# Start of Available records

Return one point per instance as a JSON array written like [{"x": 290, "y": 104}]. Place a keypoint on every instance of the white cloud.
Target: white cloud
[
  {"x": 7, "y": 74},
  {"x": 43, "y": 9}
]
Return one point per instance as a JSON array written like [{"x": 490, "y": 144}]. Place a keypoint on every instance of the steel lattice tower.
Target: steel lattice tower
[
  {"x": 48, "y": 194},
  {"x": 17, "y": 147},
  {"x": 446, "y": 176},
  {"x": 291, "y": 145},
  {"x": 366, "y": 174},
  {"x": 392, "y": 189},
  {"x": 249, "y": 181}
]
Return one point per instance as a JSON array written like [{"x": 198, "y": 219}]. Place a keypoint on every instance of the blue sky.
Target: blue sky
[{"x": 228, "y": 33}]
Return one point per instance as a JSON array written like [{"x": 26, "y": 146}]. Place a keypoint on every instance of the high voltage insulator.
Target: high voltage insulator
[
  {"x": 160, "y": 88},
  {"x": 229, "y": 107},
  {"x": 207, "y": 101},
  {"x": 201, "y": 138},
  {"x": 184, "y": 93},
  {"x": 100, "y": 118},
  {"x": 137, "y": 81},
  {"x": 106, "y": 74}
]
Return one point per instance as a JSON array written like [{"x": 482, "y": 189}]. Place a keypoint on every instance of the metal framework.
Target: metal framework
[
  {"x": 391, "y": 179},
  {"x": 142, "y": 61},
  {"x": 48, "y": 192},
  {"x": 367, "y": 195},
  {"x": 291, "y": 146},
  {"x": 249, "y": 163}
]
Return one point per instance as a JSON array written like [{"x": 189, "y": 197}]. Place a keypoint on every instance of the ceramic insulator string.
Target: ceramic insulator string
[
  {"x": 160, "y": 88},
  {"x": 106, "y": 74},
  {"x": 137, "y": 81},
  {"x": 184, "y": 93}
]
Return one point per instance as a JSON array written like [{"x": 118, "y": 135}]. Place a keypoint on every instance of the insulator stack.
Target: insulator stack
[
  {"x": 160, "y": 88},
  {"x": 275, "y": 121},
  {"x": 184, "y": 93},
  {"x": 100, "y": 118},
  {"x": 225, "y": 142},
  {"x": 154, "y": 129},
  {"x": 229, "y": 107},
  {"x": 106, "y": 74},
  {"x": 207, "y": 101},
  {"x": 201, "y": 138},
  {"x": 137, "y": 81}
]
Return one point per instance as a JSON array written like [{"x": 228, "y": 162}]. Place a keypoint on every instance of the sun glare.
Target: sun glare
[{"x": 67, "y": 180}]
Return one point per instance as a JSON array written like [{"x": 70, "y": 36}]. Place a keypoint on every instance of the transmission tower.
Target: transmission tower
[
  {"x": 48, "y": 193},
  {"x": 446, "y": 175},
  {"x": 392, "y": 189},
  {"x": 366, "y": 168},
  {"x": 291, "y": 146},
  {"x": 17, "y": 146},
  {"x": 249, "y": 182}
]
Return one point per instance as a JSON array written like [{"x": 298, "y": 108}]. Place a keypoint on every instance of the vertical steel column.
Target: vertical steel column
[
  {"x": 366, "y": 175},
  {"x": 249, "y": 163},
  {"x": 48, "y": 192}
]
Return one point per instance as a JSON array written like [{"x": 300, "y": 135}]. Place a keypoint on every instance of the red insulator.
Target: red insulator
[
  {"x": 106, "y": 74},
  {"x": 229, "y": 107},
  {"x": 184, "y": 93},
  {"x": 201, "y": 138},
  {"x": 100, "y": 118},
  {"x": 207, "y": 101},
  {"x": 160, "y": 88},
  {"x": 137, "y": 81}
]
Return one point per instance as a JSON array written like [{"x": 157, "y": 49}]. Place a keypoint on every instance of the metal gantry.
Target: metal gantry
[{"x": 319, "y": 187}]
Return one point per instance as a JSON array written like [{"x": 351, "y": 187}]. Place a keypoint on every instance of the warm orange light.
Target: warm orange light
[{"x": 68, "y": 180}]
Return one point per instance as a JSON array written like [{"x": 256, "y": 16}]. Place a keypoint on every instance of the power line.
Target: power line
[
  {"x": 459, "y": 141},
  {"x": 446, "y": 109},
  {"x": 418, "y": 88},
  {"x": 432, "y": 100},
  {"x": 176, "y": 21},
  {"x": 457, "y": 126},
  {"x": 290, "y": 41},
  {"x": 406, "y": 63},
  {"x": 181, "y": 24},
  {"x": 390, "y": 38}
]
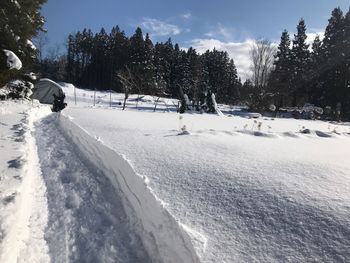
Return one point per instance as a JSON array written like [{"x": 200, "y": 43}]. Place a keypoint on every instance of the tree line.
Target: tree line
[
  {"x": 113, "y": 61},
  {"x": 318, "y": 74}
]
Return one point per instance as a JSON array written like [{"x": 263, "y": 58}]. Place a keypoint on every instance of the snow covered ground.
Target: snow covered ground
[
  {"x": 98, "y": 184},
  {"x": 243, "y": 193}
]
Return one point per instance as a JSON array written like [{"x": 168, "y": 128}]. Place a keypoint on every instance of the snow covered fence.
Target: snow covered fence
[{"x": 161, "y": 235}]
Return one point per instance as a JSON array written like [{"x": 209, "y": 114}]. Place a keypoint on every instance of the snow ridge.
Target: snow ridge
[
  {"x": 163, "y": 238},
  {"x": 24, "y": 240}
]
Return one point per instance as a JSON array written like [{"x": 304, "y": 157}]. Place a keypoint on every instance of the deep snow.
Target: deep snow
[{"x": 280, "y": 193}]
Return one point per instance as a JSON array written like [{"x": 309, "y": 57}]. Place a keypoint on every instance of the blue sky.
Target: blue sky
[{"x": 226, "y": 24}]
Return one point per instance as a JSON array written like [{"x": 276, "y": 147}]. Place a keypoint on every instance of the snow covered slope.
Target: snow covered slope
[
  {"x": 243, "y": 193},
  {"x": 65, "y": 197}
]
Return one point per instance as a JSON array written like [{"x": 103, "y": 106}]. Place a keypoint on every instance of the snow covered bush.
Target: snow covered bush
[{"x": 12, "y": 61}]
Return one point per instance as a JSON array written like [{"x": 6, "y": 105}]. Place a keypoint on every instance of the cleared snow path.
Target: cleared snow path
[
  {"x": 23, "y": 208},
  {"x": 87, "y": 222}
]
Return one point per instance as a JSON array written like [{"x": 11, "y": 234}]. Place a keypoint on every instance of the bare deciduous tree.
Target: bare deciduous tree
[
  {"x": 127, "y": 78},
  {"x": 262, "y": 57},
  {"x": 40, "y": 42}
]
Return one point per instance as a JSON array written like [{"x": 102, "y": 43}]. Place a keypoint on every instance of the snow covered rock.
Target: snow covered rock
[{"x": 13, "y": 62}]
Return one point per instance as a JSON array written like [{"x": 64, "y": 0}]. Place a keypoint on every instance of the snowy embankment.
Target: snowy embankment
[
  {"x": 161, "y": 235},
  {"x": 265, "y": 189}
]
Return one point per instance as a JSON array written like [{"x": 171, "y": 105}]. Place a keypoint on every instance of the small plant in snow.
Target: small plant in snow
[
  {"x": 254, "y": 123},
  {"x": 180, "y": 122},
  {"x": 259, "y": 126}
]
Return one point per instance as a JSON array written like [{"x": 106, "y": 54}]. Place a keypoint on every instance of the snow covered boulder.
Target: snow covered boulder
[{"x": 12, "y": 62}]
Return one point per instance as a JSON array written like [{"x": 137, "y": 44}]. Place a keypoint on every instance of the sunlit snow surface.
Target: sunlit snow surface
[{"x": 242, "y": 194}]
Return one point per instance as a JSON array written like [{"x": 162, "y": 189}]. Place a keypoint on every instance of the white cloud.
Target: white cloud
[
  {"x": 221, "y": 32},
  {"x": 160, "y": 28},
  {"x": 186, "y": 16},
  {"x": 238, "y": 51}
]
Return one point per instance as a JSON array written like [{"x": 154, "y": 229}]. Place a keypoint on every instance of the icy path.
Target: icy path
[
  {"x": 23, "y": 208},
  {"x": 87, "y": 222}
]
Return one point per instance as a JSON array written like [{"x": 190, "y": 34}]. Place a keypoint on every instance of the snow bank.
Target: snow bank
[
  {"x": 13, "y": 62},
  {"x": 161, "y": 235},
  {"x": 24, "y": 221}
]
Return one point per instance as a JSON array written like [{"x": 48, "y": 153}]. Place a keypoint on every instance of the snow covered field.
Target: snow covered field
[
  {"x": 98, "y": 184},
  {"x": 277, "y": 194}
]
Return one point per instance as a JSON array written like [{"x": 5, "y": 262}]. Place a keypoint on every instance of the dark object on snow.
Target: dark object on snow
[
  {"x": 44, "y": 90},
  {"x": 58, "y": 103}
]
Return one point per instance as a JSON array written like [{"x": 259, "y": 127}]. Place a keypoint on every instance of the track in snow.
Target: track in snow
[{"x": 87, "y": 222}]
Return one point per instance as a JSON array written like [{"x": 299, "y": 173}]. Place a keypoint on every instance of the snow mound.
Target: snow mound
[
  {"x": 13, "y": 62},
  {"x": 161, "y": 235}
]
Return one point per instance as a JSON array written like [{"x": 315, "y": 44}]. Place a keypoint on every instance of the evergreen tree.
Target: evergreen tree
[
  {"x": 300, "y": 56},
  {"x": 280, "y": 78}
]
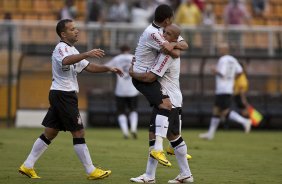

# End of Available records

▶ [Objective]
Which lines in the rows above contain the word "track", counting only matches with the same case? Find each one and copy it out in full.

▶ [Written response]
Return one point per instance as a JSON array written like [{"x": 259, "y": 127}]. Place a keypoint on every instance of the track in snow.
Target: track in snow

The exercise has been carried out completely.